Problem details: Rewrite the material from the line with "Data labeling task. Class: balcony" to the line with "[0,135,1104,529]", changing "stone facade" to "stone exterior" and leaving everything else in those lines as it is.

*****

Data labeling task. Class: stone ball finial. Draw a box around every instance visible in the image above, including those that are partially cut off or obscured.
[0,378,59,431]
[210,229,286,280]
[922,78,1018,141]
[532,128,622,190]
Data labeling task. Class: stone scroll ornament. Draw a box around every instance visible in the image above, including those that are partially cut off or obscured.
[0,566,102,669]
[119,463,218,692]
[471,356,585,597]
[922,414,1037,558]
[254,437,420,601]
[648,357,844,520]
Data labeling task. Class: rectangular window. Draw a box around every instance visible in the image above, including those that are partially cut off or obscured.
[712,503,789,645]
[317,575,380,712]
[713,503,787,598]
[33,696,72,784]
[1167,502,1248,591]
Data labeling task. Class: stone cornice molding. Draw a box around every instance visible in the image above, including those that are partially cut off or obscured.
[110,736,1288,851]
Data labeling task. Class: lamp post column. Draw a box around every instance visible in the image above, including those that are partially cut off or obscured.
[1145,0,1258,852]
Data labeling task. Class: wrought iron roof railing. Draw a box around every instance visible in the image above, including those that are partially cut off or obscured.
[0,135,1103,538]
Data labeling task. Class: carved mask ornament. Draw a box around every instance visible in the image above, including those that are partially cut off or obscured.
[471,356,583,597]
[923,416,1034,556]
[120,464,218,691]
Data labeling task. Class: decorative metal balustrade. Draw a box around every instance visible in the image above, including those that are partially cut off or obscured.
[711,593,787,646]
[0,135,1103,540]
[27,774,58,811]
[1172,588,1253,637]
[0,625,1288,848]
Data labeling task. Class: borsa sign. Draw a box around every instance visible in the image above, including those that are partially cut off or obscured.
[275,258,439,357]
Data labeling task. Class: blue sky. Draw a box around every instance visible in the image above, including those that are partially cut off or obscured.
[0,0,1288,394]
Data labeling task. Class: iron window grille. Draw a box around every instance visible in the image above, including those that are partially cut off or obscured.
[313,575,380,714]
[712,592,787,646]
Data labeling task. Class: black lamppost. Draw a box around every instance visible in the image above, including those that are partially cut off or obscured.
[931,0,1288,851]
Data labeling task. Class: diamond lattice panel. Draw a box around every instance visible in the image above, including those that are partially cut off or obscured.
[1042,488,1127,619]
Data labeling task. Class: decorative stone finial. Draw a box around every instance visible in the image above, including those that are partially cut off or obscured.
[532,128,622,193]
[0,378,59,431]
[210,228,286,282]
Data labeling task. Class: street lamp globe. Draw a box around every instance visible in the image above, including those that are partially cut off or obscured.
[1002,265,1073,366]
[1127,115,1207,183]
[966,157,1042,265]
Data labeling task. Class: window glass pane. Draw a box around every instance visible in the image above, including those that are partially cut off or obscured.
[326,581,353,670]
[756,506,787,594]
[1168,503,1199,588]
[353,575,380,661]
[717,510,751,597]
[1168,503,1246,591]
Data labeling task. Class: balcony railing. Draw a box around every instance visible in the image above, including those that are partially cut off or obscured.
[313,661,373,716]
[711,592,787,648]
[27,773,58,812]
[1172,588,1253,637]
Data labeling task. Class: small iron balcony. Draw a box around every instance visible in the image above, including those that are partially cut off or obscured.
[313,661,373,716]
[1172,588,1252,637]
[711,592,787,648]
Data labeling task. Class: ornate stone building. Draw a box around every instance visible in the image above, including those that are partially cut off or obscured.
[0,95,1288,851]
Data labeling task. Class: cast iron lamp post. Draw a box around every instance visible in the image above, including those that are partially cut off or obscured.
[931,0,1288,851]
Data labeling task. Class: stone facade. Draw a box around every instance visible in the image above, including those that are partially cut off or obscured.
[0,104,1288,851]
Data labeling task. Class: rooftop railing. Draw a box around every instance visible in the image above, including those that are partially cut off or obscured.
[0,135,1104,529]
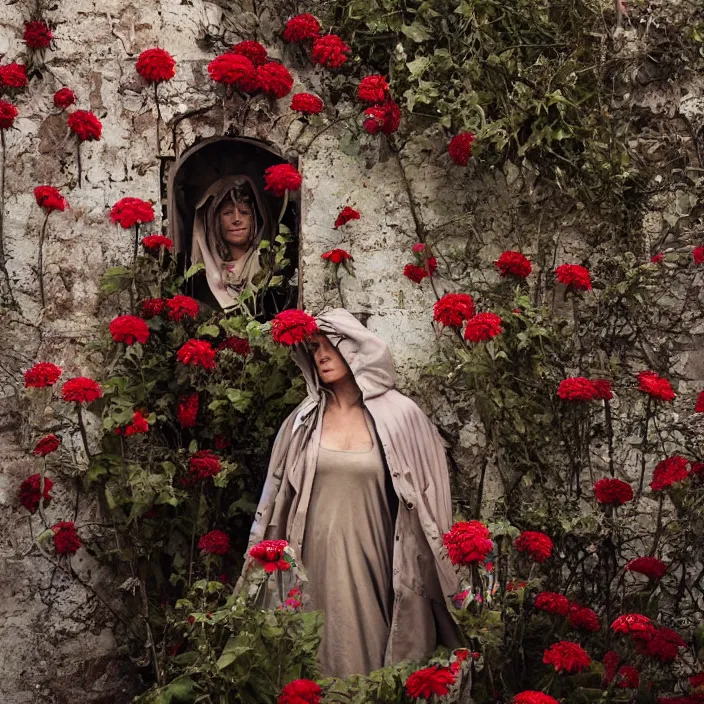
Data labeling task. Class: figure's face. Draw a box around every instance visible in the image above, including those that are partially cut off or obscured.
[220,200,254,247]
[309,333,352,384]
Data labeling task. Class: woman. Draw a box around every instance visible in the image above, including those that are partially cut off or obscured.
[187,174,291,315]
[250,309,459,677]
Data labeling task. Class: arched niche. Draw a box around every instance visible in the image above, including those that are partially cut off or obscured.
[167,137,299,308]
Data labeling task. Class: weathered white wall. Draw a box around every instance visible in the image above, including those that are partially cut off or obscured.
[0,0,704,704]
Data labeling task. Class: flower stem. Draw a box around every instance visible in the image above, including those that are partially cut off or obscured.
[37,210,51,308]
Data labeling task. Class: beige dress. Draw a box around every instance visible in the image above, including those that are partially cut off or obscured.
[301,409,394,677]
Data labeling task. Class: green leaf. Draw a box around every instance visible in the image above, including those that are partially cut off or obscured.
[401,20,430,43]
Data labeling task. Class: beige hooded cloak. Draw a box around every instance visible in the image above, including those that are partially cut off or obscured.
[243,309,460,666]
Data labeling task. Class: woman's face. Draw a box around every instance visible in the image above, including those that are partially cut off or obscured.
[309,333,352,384]
[220,200,254,247]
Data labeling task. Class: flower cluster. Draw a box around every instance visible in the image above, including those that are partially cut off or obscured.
[34,186,68,213]
[264,164,303,197]
[176,339,216,371]
[110,198,154,230]
[249,540,291,574]
[494,250,533,279]
[433,293,474,328]
[442,521,494,565]
[24,362,63,389]
[333,205,362,230]
[136,48,176,83]
[271,310,318,347]
[555,264,592,291]
[109,315,149,345]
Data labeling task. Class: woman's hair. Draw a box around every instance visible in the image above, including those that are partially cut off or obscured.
[207,179,261,261]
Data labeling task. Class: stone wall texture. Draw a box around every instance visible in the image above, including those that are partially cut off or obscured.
[0,0,704,704]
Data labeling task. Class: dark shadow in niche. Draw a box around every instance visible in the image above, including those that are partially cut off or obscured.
[167,137,299,320]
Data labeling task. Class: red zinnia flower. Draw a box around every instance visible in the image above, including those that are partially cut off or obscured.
[405,665,457,699]
[110,315,149,345]
[54,88,76,110]
[284,14,320,42]
[636,626,687,663]
[650,455,689,491]
[142,235,174,252]
[24,362,63,389]
[535,592,570,616]
[188,450,222,481]
[433,293,474,328]
[34,186,68,213]
[543,640,592,673]
[271,309,318,346]
[110,198,154,230]
[32,433,61,457]
[257,61,293,98]
[66,110,103,142]
[176,340,215,371]
[24,20,54,50]
[590,379,614,401]
[277,680,323,704]
[264,164,303,197]
[249,540,291,574]
[19,474,54,514]
[513,530,553,563]
[320,249,354,264]
[198,530,230,555]
[638,371,675,401]
[694,391,704,413]
[208,52,258,90]
[291,93,325,115]
[230,40,267,66]
[494,250,533,279]
[136,48,176,83]
[567,604,601,633]
[464,313,504,342]
[403,264,428,284]
[140,298,166,319]
[447,132,476,166]
[311,34,352,68]
[51,521,83,555]
[61,376,103,403]
[555,264,592,291]
[0,63,28,88]
[176,393,199,428]
[166,294,200,323]
[511,689,559,704]
[333,205,362,230]
[442,521,494,565]
[0,100,19,130]
[626,556,667,582]
[357,75,389,103]
[557,376,598,401]
[115,411,149,438]
[594,479,633,506]
[217,335,252,357]
[611,614,655,638]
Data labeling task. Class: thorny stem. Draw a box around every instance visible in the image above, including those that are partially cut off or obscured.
[37,210,51,308]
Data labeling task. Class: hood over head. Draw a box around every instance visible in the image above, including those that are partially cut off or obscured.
[293,308,396,401]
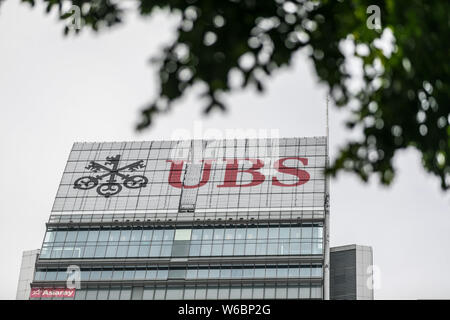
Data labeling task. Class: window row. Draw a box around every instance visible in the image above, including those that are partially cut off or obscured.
[44,223,323,244]
[34,264,322,281]
[40,240,323,259]
[30,284,323,300]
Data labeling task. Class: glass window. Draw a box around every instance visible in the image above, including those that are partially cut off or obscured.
[214,229,225,240]
[280,227,290,239]
[109,230,120,241]
[56,271,67,281]
[161,245,172,257]
[119,287,131,300]
[276,286,286,299]
[225,228,235,240]
[156,269,169,280]
[123,269,135,280]
[209,268,220,279]
[264,287,275,299]
[231,267,242,278]
[192,229,202,240]
[184,287,195,300]
[66,231,78,242]
[83,246,95,258]
[153,230,164,241]
[312,227,323,241]
[145,269,158,279]
[247,228,258,239]
[142,288,155,300]
[86,288,97,300]
[166,288,183,300]
[200,244,211,256]
[252,287,264,299]
[206,287,218,299]
[291,227,301,239]
[195,287,206,300]
[277,266,288,278]
[108,288,120,300]
[211,244,222,256]
[138,245,150,257]
[142,230,153,240]
[116,246,128,258]
[34,271,45,281]
[97,288,109,300]
[175,229,192,241]
[87,230,98,242]
[269,227,279,239]
[223,243,233,256]
[230,286,241,299]
[255,267,266,278]
[95,246,106,258]
[101,270,112,280]
[234,243,245,256]
[131,230,142,241]
[256,241,267,256]
[300,242,311,254]
[258,228,269,239]
[241,287,253,299]
[289,242,300,254]
[198,268,209,279]
[243,267,255,279]
[163,229,175,241]
[217,287,230,300]
[120,230,131,240]
[302,225,312,239]
[89,270,101,280]
[153,287,166,300]
[202,229,214,240]
[288,286,298,299]
[245,243,256,256]
[236,228,246,239]
[113,270,123,280]
[55,231,67,242]
[311,286,322,299]
[299,286,309,299]
[189,244,200,257]
[105,246,117,258]
[77,230,88,242]
[186,269,197,279]
[127,246,139,257]
[267,242,278,255]
[98,230,109,241]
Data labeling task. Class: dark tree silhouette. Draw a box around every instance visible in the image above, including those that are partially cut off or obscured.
[4,0,450,189]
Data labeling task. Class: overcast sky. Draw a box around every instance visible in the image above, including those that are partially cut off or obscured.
[0,1,450,299]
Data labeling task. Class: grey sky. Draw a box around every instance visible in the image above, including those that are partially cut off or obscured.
[0,1,450,299]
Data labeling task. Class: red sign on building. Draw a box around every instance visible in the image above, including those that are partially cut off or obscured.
[30,288,75,298]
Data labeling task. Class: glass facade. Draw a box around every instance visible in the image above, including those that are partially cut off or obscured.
[32,137,329,300]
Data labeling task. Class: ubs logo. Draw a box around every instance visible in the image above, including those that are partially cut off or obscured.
[73,155,148,198]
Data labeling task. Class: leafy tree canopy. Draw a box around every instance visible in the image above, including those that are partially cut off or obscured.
[4,0,450,189]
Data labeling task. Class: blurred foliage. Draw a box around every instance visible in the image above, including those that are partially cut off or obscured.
[4,0,450,189]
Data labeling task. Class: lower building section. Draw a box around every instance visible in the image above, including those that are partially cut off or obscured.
[25,216,328,300]
[16,249,40,300]
[31,281,322,300]
[330,244,374,300]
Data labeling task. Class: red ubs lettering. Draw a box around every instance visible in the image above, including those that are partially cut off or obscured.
[167,157,310,189]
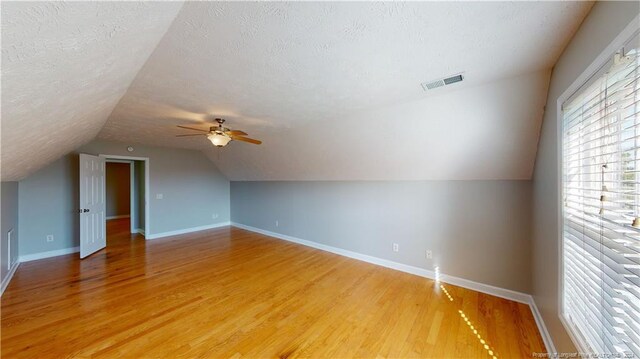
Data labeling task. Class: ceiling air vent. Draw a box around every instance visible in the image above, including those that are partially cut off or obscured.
[422,74,464,91]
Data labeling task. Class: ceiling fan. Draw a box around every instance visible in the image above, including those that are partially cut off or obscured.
[176,118,262,147]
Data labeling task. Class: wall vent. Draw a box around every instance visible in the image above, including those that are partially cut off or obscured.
[422,74,464,91]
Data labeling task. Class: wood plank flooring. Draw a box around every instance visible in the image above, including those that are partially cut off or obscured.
[0,220,544,358]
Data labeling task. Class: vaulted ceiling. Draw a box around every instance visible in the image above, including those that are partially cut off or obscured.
[1,2,591,180]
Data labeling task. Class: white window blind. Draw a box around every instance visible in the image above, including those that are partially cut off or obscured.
[562,38,640,357]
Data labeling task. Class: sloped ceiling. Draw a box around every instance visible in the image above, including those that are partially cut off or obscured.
[1,2,182,181]
[2,2,592,180]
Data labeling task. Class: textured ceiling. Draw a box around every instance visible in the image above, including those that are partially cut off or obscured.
[1,1,182,181]
[2,2,592,180]
[99,2,591,180]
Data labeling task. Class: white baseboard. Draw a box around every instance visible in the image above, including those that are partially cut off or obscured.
[0,261,20,296]
[529,296,557,354]
[231,222,556,353]
[107,214,131,221]
[145,222,231,239]
[20,247,80,263]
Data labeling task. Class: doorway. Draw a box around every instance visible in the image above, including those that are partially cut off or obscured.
[79,153,150,258]
[103,155,148,242]
[100,155,149,238]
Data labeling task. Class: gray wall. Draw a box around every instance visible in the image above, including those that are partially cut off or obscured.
[0,182,19,281]
[105,162,131,218]
[19,140,229,255]
[231,181,531,293]
[532,2,640,352]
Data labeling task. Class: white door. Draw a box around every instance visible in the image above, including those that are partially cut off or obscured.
[79,154,107,258]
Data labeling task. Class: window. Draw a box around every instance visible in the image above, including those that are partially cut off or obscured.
[562,38,640,357]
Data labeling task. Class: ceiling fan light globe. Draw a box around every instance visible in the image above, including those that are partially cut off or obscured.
[207,133,231,147]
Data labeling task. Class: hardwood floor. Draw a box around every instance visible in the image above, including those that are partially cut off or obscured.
[1,220,544,358]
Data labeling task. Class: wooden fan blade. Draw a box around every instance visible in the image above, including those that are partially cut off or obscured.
[178,125,209,132]
[230,136,262,145]
[225,130,248,136]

*****

Result:
Data labeling task. Class: balcony railing. Draw a box around every instance visible in the image above, including those that are partially cut off or obscured.
[313,661,373,716]
[711,592,787,648]
[27,773,58,812]
[1172,588,1253,637]
Data labeling task. Class: small iron balcony. Draw a box around every instance visible in the image above, including those that are partially cut off or obscured.
[313,661,373,716]
[1172,588,1252,637]
[711,592,787,648]
Data labeling task. Class: ornate stone building. Draw a box around every instance visible in the image above, including those that are partially cut off or obscured.
[0,95,1288,851]
Data labeling task. Class: cast iron lamp post. Draw a box around every instance visible in the image above, including those that are partially cut off or obscured.
[931,0,1288,851]
Data labeling task. Class: stone exterior. Draw a box around every instance visible in the image above, including those that are partially cut off or obscured.
[0,104,1288,851]
Data labeling task. Class: rooftop railing. Draw a box around every instance visible in the image above, including those that are partially cut off or obscured.
[0,135,1104,529]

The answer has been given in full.